# ENTRIES PROVIDED:

· · · · ·

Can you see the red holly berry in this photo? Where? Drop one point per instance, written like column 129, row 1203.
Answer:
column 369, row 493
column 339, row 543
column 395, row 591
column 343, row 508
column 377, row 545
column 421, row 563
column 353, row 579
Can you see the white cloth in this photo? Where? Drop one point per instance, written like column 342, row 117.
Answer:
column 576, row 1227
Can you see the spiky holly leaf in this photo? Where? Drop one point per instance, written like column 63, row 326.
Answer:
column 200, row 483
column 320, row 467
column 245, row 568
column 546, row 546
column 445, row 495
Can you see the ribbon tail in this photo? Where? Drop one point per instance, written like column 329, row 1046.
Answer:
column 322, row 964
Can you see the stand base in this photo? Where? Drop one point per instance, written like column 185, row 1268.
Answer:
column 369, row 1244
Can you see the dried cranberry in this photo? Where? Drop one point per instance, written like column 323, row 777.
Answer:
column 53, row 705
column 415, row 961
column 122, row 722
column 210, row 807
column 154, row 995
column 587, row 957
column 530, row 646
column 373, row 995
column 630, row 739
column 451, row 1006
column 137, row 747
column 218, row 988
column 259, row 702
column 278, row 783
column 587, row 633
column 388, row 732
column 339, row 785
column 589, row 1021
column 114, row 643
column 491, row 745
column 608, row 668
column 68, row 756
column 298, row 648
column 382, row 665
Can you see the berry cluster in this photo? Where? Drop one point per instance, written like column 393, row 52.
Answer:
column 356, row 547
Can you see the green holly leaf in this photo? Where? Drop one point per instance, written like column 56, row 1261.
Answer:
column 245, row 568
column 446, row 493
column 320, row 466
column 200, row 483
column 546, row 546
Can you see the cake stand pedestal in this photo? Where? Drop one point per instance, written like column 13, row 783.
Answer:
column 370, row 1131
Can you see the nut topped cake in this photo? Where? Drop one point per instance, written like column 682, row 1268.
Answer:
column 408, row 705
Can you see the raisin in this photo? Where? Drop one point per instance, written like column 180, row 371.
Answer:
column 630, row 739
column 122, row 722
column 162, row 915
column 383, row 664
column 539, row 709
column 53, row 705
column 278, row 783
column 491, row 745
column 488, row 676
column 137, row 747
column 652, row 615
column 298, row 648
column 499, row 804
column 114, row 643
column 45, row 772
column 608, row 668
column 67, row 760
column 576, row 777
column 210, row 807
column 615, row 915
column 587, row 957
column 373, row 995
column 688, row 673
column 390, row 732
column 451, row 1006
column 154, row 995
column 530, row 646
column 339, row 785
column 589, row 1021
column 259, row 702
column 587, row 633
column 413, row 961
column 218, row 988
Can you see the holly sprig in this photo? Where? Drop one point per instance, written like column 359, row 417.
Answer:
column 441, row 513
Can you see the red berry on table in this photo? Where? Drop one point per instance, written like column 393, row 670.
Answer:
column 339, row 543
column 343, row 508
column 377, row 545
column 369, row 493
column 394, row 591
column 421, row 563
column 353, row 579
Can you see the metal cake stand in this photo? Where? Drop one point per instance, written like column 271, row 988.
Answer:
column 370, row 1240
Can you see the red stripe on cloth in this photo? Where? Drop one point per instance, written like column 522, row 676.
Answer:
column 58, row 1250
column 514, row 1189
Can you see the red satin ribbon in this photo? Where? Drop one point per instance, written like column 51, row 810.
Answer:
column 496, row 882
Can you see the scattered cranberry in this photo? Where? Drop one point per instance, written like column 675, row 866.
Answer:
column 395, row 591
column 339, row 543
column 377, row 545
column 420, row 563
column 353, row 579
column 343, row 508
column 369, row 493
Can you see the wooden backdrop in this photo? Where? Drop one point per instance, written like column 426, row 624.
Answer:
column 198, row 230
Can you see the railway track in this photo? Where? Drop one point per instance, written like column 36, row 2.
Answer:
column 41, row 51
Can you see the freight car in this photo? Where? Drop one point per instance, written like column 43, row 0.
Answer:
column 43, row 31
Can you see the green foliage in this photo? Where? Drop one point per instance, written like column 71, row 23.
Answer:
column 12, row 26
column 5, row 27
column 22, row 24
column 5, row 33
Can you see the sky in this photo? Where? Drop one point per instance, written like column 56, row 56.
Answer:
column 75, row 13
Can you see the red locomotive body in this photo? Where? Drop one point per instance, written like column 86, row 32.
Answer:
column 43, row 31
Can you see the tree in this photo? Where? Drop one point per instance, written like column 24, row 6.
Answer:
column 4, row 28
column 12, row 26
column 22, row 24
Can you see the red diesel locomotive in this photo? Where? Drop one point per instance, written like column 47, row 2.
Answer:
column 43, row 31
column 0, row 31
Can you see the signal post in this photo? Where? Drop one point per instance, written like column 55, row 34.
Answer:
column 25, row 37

· · · · ·

# TASK DESCRIPTION:
Please print out every record exactly as it is written.

# ANSWER TO THE EXERCISE:
Can you see the red holly berry in this photo? Where? Drop one point per instance, written like column 129, row 1203.
Answer:
column 369, row 493
column 339, row 543
column 395, row 591
column 343, row 508
column 377, row 545
column 421, row 563
column 353, row 579
Can you see the white cloth in this photo? Where? Drop one point per instance, written like column 342, row 117.
Answer:
column 576, row 1227
Can you see the spiky holly leaf in this photo? Where? Drop one point per instance, written like column 63, row 326.
Answer:
column 200, row 483
column 320, row 467
column 245, row 568
column 546, row 546
column 445, row 495
Can you see the ribbon tail in this photo? Where? Drop one point per instance, written like column 329, row 1046.
Answer:
column 322, row 964
Can you see the stand base in this photo? Where? Drop one point per instance, written like column 185, row 1268.
Answer:
column 369, row 1244
Can you see the dried cranberry in this photo? Where? Drop one point per instance, written like column 323, row 777.
Answer:
column 53, row 705
column 415, row 961
column 122, row 722
column 210, row 807
column 154, row 995
column 587, row 957
column 530, row 646
column 373, row 995
column 630, row 739
column 451, row 1006
column 137, row 747
column 218, row 988
column 259, row 702
column 278, row 783
column 587, row 633
column 388, row 732
column 339, row 785
column 589, row 1021
column 114, row 643
column 491, row 745
column 608, row 668
column 68, row 756
column 298, row 648
column 382, row 665
Can you see the berry cluster in this photo? Where? Drop one point per instance, written like column 393, row 52.
Answer:
column 356, row 547
Can you see the green holly leaf in this photo? Where? Drop one point per instance, written like column 56, row 1261.
Answer:
column 245, row 568
column 446, row 493
column 320, row 466
column 200, row 483
column 546, row 546
Can you see the cake stand pedestal in this photo? Where? Drop one point per instance, written like column 13, row 783.
Answer:
column 370, row 1131
Can you see the nut topped cake in this photo? Where? Drop one point per instance, written like column 682, row 1268.
Answer:
column 408, row 705
Can you see the raisin in this photo? Where? Drop one point per instance, written like column 180, row 371.
Answer:
column 630, row 739
column 122, row 722
column 162, row 915
column 383, row 664
column 539, row 709
column 53, row 705
column 278, row 783
column 491, row 745
column 488, row 676
column 137, row 747
column 652, row 615
column 298, row 648
column 499, row 804
column 114, row 643
column 45, row 772
column 608, row 668
column 67, row 760
column 576, row 777
column 210, row 807
column 615, row 915
column 587, row 957
column 373, row 995
column 688, row 673
column 390, row 732
column 451, row 1006
column 154, row 995
column 530, row 646
column 339, row 785
column 589, row 1021
column 259, row 702
column 587, row 633
column 413, row 961
column 218, row 988
Can you see the holly sprig in this photo? Where? Drop one point per instance, written like column 359, row 417.
Answer:
column 441, row 513
Can you see the red berry on table in this photo? Where? Drop one point per instance, written like column 393, row 670.
Answer:
column 339, row 543
column 343, row 508
column 377, row 545
column 369, row 493
column 394, row 591
column 421, row 563
column 353, row 579
Can you see the metal cake stand in this photo? Where? Drop one point per instance, written like column 271, row 988.
Answer:
column 370, row 1240
Can you see the red stripe on cloth in this photo? Where? Drop one point per instance, written like column 522, row 676.
Answer:
column 58, row 1250
column 514, row 1189
Can you see the red satin ribbon in this photo? Where? Drop one point per instance, written like column 51, row 810.
Answer:
column 496, row 882
Can you see the scattered cranberry in this photo? Where? Drop one point per instance, written like column 675, row 866.
Answer:
column 395, row 591
column 339, row 543
column 377, row 545
column 420, row 563
column 353, row 579
column 343, row 508
column 369, row 493
Can you see the wooden backdrop in this photo? Where? Drop one point per instance, written like column 426, row 624.
Answer:
column 198, row 230
Can you see the railway track in this photo? Where? Drop one point per instance, written like column 36, row 2.
Answer:
column 41, row 51
Can you see the freight car in this photo? Where? Drop one point per instance, written like column 43, row 0.
Answer:
column 43, row 31
Can you see the green foliage in this photo? Where? Drop one point per instance, written like column 71, row 23.
Answer:
column 12, row 26
column 5, row 27
column 22, row 24
column 5, row 33
Can you see the sky in this photo? Where? Drop one point per instance, written like column 56, row 56.
Answer:
column 75, row 13
Can you see the red locomotive body in this photo? Where? Drop one point per instance, written like column 86, row 32.
Answer:
column 43, row 31
Can you see the tree in this photo? Where? Drop one point per instance, written like column 24, row 6.
Answer:
column 4, row 28
column 12, row 26
column 22, row 24
Can you see the red diesel locomotive in this photo? Where? Drop one point per instance, written like column 47, row 2.
Answer:
column 43, row 31
column 0, row 31
Can you see the signal post in this photo? Where? Drop one point per instance, written like column 55, row 34.
Answer:
column 25, row 37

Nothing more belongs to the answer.